§ BRIEF: Please copy out, word for word, everything in the material from the line containing "Where can you spot the river in" down to the very end, including both of those lines.
==============================
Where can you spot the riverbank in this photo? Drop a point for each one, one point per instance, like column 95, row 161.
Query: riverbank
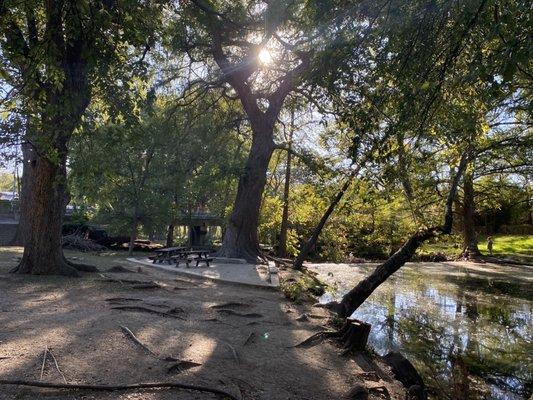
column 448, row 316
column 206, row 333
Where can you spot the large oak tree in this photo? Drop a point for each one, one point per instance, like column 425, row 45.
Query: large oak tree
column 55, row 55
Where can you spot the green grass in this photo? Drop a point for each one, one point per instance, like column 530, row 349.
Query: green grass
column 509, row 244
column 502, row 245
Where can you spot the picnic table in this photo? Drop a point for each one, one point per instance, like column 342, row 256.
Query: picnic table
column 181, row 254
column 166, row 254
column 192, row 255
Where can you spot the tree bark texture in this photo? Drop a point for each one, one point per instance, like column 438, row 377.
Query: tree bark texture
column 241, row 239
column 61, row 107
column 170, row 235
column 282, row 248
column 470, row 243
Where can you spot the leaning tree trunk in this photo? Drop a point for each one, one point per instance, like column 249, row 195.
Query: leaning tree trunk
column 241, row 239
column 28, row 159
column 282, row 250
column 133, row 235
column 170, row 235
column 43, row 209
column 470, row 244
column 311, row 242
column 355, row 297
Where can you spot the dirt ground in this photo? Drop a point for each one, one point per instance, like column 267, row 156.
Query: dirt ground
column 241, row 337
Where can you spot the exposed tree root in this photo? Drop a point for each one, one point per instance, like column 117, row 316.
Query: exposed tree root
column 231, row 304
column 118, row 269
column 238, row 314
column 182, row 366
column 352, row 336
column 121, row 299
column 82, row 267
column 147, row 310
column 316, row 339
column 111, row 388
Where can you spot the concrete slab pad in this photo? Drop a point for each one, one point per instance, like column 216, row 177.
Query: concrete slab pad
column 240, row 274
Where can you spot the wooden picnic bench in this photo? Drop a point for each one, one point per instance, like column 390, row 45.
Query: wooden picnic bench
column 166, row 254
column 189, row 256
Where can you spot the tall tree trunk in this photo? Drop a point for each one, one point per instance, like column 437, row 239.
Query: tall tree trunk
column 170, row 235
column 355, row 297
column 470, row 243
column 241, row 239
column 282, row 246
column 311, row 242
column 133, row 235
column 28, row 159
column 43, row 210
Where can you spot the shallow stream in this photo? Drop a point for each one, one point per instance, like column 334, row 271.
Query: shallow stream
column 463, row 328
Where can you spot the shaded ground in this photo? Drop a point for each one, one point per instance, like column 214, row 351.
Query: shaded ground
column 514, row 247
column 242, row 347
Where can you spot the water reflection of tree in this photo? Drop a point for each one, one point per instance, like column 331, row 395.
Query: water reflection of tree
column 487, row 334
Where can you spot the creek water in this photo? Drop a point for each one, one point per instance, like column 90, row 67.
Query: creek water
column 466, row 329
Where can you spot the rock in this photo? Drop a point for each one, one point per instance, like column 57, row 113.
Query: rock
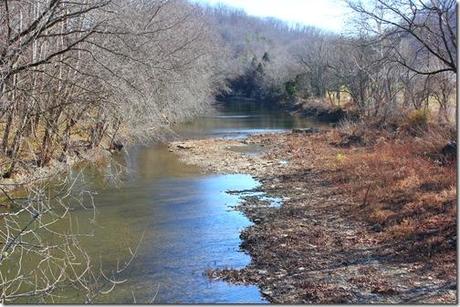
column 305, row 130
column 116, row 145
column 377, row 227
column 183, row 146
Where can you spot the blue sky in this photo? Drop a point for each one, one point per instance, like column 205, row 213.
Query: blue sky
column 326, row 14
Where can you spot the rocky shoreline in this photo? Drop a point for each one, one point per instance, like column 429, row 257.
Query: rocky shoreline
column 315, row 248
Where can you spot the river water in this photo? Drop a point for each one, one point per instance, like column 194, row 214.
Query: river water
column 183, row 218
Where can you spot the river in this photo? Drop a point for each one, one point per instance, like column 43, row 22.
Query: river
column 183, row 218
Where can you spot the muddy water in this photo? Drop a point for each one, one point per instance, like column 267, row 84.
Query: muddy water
==============================
§ EXERCISE RESULT:
Where can you spot the river in this photo? Drop a point for each one, one point per instance, like column 43, row 22.
Query: river
column 183, row 218
Where can you spot the muddy water in this photo? Drop a point for each one, one point per instance, like column 267, row 84.
Query: muddy water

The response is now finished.